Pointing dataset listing
☆ ☆ ☆ ☆ ☆

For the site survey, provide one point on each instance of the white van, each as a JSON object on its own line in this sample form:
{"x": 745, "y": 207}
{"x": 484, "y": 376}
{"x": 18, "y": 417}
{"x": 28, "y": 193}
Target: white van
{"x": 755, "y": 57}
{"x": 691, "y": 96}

☆ ☆ ☆ ☆ ☆

Arrange every line of the listing above into a numbered list, leaving out any blank lines.

1. For the site survey, provide one point on each instance of the white van, each as a JSON object on its own line in this sample form:
2. {"x": 745, "y": 207}
3. {"x": 484, "y": 376}
4. {"x": 18, "y": 417}
5. {"x": 28, "y": 193}
6. Target: white van
7. {"x": 755, "y": 57}
8. {"x": 691, "y": 96}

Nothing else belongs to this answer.